**Text provided**
Task 2: List your top 3 treasonous crimes against books.  Not ones you’ve committed, but the ones you think are the worst.

 

Treason is a very particular kind of crime. It can only be committed by those who should be trusted. Murder is murder whether you are killed by friend or enemy but treason requires status, a connection of loyalty so deep and so universally understood that it is always an act of betrayal.

 

It follows that only those who owe books loyalty can commit treason, so I've looked to those whose status implies a loyalty to books and asked myself, "How might they betray books?" I have identified three possible traitors:

 

jaccuse

Librarian Treason: Making books unavailable.

In its most extreme form this is about banning books and or sending them to be destroyed but it also includes making books hard for readers to find and to access. 

 

Publisher Treason: the Out Of Print excuse.

With the technology currently available, there is no reason why ANY book need ever be Out Of Print. Printing on demand, either physically or electronically, is simple and cost-effective. If publishers decline to use technology to make books available then they have betrayed the trust of writers and readers and should be prepared to suffer the consequences: free peer-to-peer networks or digital books.

 

Reviewer Treason: reviewing a book without reading it

This comes in two forms. The most common is the reviewer who skims a book in order to be able to push an opinion that they'd already formed about the book and or the author. A rarer form is to express strong opinions about a book without even the pretence of reading it. This is often an approach taken by those who want to ban books or to express disdain for popular books as a way of establishing their intellectual credentials.

**Brief A**
Which lines in the entries below contain the string "negative"? Identify each one and copy it in full.

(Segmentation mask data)
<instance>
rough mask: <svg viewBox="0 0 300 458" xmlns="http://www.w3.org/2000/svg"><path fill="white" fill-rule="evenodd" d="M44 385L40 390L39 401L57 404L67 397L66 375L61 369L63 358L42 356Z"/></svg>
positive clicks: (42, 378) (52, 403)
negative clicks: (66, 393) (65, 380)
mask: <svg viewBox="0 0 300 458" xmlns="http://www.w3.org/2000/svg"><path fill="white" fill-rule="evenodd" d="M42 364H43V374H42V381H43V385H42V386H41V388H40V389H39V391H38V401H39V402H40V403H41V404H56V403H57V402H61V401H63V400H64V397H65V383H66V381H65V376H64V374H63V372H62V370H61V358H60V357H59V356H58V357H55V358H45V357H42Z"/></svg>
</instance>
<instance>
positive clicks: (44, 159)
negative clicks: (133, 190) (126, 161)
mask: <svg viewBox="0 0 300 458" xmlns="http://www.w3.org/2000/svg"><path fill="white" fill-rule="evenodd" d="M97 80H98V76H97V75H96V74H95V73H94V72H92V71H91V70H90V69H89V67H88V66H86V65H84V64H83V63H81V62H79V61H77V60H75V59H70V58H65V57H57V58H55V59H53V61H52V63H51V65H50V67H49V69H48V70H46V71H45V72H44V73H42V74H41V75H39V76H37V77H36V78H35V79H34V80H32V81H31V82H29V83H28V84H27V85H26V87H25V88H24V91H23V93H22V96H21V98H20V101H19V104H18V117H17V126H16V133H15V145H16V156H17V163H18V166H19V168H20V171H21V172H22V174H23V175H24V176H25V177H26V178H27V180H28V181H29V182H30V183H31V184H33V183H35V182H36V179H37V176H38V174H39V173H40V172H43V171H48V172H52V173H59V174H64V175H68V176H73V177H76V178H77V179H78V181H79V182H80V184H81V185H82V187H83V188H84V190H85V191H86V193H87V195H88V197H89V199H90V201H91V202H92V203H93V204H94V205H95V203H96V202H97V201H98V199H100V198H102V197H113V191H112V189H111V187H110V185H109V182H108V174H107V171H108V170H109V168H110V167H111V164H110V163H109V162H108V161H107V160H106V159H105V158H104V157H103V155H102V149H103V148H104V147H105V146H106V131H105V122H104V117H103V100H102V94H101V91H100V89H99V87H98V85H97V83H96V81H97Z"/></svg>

**Brief B**
Can you restate word for word the passage in the piece on treasonous crimes against books above, from "Reviewer Treason: reviewing" down to "their intellectual credentials."?

**Answer section A**
negative clicks: (66, 393) (65, 380)
negative clicks: (133, 190) (126, 161)

**Answer section B**
Reviewer Treason: reviewing a book without reading it

This comes in two forms. The most common is the reviewer who skims a book in order to be able to push an opinion that they'd already formed about the book and or the author. A rarer form is to express strong opinions about a book without even the pretence of reading it. This is often an approach taken by those who want to ban books or to express disdain for popular books as a way of establishing their intellectual credentials.